Job 1: Please retype the entries word for word, everything from the line containing "Thank you for the photo. Please point out the hedge" down to the end of the entries.

Document extract:
....
Sources: Lakatos et al., 2011; IRENA, 2016; FAO, 2017; Sass & Hahn,2020; and FAO, 2018.

2. Where should I start when designing solar-powered systems?

One of the first considerations for SPI systems is the energy demand of your irrigation system. The demand ultimately affects the size, effectiveness, and costs associated with SPI systems. Pumping is by far the most significant power demand in an irrigation system. Pumping power demand depends upon the flow rate of water pumped, water lift (for example, out of a well), the output pressure of the pump, and the efficiency of the pump and electric motor. The flowrate of the pump is dependent upon the crop type(water requirements and growing season) and total acreage irrigated. Pumping pressure is dependent upon elevation and distance of the water source from fields. The crop type also affects the time of the year the crop is grown and length of growing period. This will impact the overall effectiveness of the SPI system and the type and size of the solar system. The crop value is also important as some crops have greater profit potential.

Elevation, latitude, shading, and slope aspect (direction the slope faces) affect the radiation amount received and the solar energy amount generated.
....
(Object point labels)
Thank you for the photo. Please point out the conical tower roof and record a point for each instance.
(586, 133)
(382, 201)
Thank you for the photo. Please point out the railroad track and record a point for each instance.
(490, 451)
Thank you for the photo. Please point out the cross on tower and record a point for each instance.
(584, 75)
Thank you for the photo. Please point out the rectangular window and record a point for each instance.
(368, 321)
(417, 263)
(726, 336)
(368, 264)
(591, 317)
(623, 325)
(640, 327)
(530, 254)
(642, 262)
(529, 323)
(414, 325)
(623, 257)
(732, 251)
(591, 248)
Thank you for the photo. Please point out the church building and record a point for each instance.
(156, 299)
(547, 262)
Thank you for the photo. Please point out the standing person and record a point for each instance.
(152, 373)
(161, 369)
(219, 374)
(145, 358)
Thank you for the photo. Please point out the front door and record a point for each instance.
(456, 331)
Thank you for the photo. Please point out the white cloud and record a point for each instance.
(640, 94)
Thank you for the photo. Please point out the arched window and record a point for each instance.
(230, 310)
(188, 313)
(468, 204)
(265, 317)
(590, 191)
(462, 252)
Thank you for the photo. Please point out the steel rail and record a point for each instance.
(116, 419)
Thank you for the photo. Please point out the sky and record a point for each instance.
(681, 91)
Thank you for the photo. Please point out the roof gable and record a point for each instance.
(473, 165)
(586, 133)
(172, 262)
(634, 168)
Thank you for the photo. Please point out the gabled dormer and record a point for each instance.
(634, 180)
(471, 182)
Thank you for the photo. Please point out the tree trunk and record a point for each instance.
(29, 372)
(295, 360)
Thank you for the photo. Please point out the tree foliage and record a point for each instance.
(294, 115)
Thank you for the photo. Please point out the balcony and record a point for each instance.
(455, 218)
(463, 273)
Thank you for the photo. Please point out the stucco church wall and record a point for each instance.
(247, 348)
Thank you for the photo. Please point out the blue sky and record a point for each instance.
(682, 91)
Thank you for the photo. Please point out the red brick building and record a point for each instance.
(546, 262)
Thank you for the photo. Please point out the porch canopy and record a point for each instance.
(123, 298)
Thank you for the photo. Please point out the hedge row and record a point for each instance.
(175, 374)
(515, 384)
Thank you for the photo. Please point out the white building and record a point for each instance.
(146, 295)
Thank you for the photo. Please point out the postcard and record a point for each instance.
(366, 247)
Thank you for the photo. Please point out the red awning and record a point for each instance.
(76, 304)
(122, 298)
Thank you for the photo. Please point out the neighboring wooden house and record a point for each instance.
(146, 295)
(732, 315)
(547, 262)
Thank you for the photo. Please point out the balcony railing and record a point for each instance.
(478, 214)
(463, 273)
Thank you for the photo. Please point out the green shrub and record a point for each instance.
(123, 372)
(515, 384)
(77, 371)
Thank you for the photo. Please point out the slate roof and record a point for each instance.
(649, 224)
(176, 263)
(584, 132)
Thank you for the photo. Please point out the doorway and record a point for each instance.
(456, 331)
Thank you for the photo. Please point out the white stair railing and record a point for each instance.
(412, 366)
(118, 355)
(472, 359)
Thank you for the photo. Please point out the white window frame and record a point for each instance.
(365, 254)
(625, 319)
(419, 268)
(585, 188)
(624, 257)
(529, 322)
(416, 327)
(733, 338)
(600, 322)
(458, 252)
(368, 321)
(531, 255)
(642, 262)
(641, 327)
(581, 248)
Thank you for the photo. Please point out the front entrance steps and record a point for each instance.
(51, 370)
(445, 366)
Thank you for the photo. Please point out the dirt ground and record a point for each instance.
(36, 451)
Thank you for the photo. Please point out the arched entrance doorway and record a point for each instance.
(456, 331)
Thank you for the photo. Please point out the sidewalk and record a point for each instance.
....
Job 2: Translate this sentence from the passage on solar-powered irrigation into Spanish: "Pumping is by far the most significant power demand in an irrigation system."

Full answer 1:
Thank you for the photo. Please point out the hedge row and record a point for each instance.
(175, 374)
(515, 384)
Thank you for the photo. Please point out the white building and record a point for each instance.
(146, 295)
Thank you for the photo. Please point out the postcard and record a point for each instance.
(366, 247)
Thank you for the photo. Please point out the red awning and record a point for each instance.
(76, 304)
(122, 298)
Thank you for the photo. Please point out the neighboring wooden house and record a point for each instance.
(146, 295)
(732, 315)
(547, 262)
Thank you for the photo. Please point out the balcony railing and record a point for each instance.
(478, 214)
(463, 273)
Thank you for the photo. Please point out the green shrub and record a point for each instance.
(123, 372)
(515, 384)
(77, 371)
Thank you for the photo. Please point out the slate roof and record a point for each instance.
(649, 224)
(176, 263)
(584, 132)
Thank you for the photo. Please point out the doorway and record a point for each instance.
(456, 331)
Thank you for the photo. Please point out the white stair railing and record a point for each instance.
(412, 366)
(118, 355)
(472, 359)
Thank you for the photo. Please point out the white window frame and record a point for each instance.
(365, 254)
(625, 319)
(419, 268)
(585, 188)
(624, 257)
(529, 322)
(416, 327)
(733, 338)
(600, 322)
(458, 252)
(368, 321)
(531, 255)
(642, 262)
(641, 327)
(581, 248)
Thank you for the photo. Please point out the front entrance steps and record a point for each instance.
(51, 370)
(445, 366)
Thank you for the photo. Please point out the dirt ground and record a point for each instance.
(36, 451)
Thank you for the photo. Please point out the arched entrance doorway and record a point for each instance.
(456, 331)
Thank you for the photo. Please point out the sidewalk and record a point for each instance.

Full answer 2: El bombeo es, con diferencia, la mayor demanda de energía en un sistema de riego.